**The task**
Rewrite the data below as a numbered list with one entry per line, skipping any blank lines. Leave out the pictures.

Records from a collection:
______________________________

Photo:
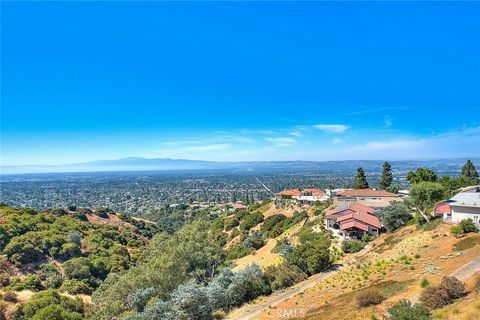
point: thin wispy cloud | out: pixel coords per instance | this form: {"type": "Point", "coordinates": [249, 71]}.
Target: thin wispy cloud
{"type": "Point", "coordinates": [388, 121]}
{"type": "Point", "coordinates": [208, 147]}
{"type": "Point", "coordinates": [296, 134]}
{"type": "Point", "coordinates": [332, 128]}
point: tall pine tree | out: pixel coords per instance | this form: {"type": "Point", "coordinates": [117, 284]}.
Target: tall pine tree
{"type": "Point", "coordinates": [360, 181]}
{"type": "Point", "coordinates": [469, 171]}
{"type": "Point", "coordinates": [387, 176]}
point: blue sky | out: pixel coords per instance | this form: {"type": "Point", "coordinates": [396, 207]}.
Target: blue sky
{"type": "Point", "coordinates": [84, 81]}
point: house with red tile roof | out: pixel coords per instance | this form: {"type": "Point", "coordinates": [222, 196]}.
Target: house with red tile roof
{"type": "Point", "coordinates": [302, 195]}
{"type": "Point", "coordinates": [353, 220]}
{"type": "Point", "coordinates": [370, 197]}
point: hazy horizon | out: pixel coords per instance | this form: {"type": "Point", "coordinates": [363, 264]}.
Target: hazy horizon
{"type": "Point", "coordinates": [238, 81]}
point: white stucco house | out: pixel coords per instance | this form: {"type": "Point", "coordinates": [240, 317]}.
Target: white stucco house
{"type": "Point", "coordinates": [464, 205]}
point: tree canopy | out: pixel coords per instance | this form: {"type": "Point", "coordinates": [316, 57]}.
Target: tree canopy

______________________________

**Solved problem**
1. Photo:
2. point: thin wispy cloud | out: pixel coords per instance | this form: {"type": "Point", "coordinates": [249, 71]}.
3. Target: thin wispy cloud
4. {"type": "Point", "coordinates": [388, 121]}
5. {"type": "Point", "coordinates": [208, 147]}
6. {"type": "Point", "coordinates": [296, 134]}
7. {"type": "Point", "coordinates": [332, 128]}
8. point: tall pine tree | out: pixel coords per instance | this form: {"type": "Point", "coordinates": [117, 284]}.
9. Target: tall pine tree
10. {"type": "Point", "coordinates": [360, 181]}
11. {"type": "Point", "coordinates": [469, 171]}
12. {"type": "Point", "coordinates": [387, 176]}
13. point: blue sky | out: pixel coords per instance | this form: {"type": "Point", "coordinates": [396, 207]}.
14. Target: blue sky
15. {"type": "Point", "coordinates": [84, 81]}
16. point: house with red tile roof | out: pixel coords per instance | this form: {"type": "Point", "coordinates": [222, 196]}.
17. Target: house with red tile roof
18. {"type": "Point", "coordinates": [302, 195]}
19. {"type": "Point", "coordinates": [353, 220]}
20. {"type": "Point", "coordinates": [370, 197]}
21. point: hazy horizon | out: pixel coords per instance | this form: {"type": "Point", "coordinates": [363, 264]}.
22. Target: hazy horizon
23. {"type": "Point", "coordinates": [238, 81]}
24. point: white stucco house | out: pixel coords per instance | this form: {"type": "Point", "coordinates": [240, 317]}.
25. Target: white stucco house
26. {"type": "Point", "coordinates": [464, 205]}
27. point: tree canopy | out: pixel coords per instance | this form: {"type": "Point", "coordinates": [316, 57]}.
28. Target: tree canopy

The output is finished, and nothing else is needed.